BACAAN YANG DIBERIKAN:
==*==

Dok. halimunsalaka
Setelah berita Sendi Fardiansyah, selaku sekretaris pribadi Iriana Jokowi, yang niat jadi orang nomor satu kota Bogor itu memenuhi pemberitaan media, lantaran harus minta restu dulu Jokowi. Saya jadi inget kegiatan iseng saya ketika aksi di Balai Kota di awal bulan Februari ini.
Saat itu, ketika kami mau masuk pintu Balai Kota, kami di hadang oleh jejeran plokis yang dibantu Satpol PP dengan wajah garang. Saat Ibu-ibu pedagang pasar sedang orasi dan mengungkapkan kekecewaannya karena wali kotanya absent di tempat kerjanya, saya iseng nyeletuk ke teman sebalah saya — coba ya wali kota kita itu Gibran, pengen banget ngelihat dia gelagapan pas dicecer media dan ibu-ibu yang pada kritis itu secara langsung.
Sekarang setelah ramai pemberitan Sendi yang ternyata adalah sespri-nya Iriana, dan seketika ngebet jadi wali kota, saya jadi merasa absurd dengan celetukan saya tersebut. Maksudnya lho-lho, kok Kota Bogor kebagian juga kena dinastinya.
Meritokrasi Mati Dihadapan Marriedtokrasi
Demokrasi memang terbuka untuk siapa saja tanpa terkecuali. Begitu juga dengan Kota Bogor, siapapun berhak untuk menyalonkan diri untuk jadi pemimpin. Tapi mari lihat tweet yang saya ketemukan ini:
Apa yang dicuitkan oleh @unamekyy tepat sasaran. Emang siapa yang kenal dengan Sendy? Andaipun ngeh, karena belakangan kita selalu dijegat oleh wajahnya di baliho-baliho. Dan ketika kita nginget namanya, itu untuk ngeperkuat rasa kesal kita pas ketemu balihonya: Mukanya Sendy lagi, Mukanya Sendy lagi.
Lagi pula coba kalian baca apa yang Sendy sendiri sampaikan ketika diwawancara Antara, sehabis bertemu dengan junjungannya — Joko Widodo, katanya:
“Tujuan saya menghadap adalah melaporkan beberapa hal, hasil survey terkait Pilkada Kota Bogor, laporan kegiatan yang saya dan tim lakukan selama 1 tahun ke belakang, laporan program yang akan dikerjakan dalam menghadapi Pikada.”

==*==

BARIS YANG DIGUNAKAN:
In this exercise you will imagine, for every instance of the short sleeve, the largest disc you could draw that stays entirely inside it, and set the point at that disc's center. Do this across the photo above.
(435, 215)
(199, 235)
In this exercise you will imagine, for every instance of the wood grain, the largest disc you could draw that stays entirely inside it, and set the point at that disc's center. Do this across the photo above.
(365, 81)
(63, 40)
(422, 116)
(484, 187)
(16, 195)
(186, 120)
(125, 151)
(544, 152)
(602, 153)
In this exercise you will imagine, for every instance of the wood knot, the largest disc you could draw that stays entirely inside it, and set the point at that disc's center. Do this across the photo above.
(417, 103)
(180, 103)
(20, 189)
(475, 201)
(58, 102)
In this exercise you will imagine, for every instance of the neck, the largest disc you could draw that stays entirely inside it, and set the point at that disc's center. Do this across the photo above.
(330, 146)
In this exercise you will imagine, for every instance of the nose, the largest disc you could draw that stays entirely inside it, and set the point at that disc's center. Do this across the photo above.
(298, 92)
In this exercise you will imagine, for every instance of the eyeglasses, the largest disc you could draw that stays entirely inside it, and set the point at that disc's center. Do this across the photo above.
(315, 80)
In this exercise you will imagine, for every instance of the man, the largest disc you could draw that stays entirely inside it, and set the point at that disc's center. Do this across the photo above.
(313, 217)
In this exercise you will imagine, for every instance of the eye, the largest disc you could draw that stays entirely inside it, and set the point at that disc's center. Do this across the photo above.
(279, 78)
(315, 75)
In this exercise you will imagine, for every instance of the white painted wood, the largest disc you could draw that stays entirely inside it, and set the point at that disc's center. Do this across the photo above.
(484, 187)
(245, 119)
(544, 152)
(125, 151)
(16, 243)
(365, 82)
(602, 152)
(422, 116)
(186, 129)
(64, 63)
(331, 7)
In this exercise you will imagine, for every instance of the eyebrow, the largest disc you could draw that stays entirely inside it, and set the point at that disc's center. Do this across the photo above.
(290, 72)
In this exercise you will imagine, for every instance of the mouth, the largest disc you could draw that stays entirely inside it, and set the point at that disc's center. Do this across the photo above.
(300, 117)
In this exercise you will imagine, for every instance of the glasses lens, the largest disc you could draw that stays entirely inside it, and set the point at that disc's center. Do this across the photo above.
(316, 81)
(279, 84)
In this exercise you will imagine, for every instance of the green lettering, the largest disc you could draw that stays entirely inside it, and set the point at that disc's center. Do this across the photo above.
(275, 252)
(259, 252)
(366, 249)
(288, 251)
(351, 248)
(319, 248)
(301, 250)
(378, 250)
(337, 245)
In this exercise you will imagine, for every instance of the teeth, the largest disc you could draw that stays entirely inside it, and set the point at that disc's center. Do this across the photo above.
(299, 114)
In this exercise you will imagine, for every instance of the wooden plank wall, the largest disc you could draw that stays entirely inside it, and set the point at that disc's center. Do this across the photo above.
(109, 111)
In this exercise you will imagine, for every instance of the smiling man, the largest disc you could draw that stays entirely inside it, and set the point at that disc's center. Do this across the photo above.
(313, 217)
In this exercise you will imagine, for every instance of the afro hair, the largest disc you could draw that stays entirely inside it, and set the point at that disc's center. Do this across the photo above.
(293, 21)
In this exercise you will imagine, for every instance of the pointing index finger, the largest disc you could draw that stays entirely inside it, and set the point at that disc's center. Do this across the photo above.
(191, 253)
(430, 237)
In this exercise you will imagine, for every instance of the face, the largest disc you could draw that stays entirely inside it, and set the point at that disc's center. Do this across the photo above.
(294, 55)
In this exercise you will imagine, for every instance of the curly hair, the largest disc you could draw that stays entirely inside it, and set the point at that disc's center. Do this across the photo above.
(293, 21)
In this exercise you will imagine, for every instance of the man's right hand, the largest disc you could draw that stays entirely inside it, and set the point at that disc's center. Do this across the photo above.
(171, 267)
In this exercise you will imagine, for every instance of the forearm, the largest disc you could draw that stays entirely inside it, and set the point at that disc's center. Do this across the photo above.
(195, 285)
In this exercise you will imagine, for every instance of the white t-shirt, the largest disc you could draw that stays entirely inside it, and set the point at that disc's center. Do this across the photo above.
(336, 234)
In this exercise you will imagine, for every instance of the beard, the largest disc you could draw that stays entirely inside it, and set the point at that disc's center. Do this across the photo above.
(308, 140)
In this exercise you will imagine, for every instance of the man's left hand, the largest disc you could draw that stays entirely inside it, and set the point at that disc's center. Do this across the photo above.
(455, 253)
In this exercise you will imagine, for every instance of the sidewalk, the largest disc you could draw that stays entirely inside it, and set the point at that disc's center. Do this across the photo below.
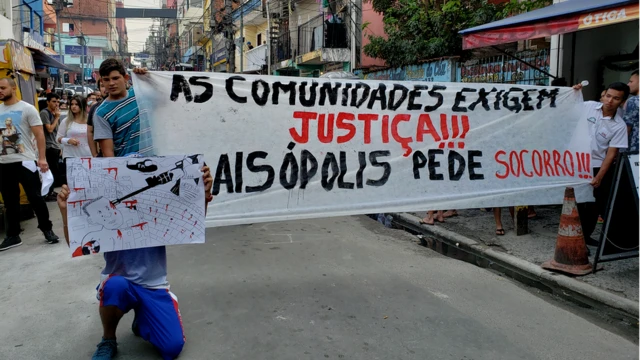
(620, 279)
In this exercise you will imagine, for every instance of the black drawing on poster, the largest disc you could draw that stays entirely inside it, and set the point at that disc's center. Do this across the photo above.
(618, 239)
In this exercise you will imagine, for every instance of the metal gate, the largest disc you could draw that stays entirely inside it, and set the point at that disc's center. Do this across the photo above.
(503, 69)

==*==

TUGAS TERTULIS 1:
Menurut bacaan tentang Sendi Fardiansyah, apa jabatan Sendi bagi Iriana Jokowi?
TUGAS TERTULIS 2:
Pilih setiap baris di atas yang memuat kata "white". Huruf besar dan kecil dibedakan.
Baris-baris di atas tidak ada kaitannya dengan bacaan.

JAWABAN TERTULIS 1:
Sekretaris pribadi Iriana Jokowi.

JAWABAN TERTULIS 2:
In this exercise you will imagine, for every instance of the white painted wood, the largest disc you could draw that stays entirely inside it, and set the point at that disc's center. Do this across the photo above.
In this exercise you will imagine, for every instance of the white t-shirt, the largest disc you could draw that stays entirely inside it, and set the point at that disc's center. Do this across the photo above.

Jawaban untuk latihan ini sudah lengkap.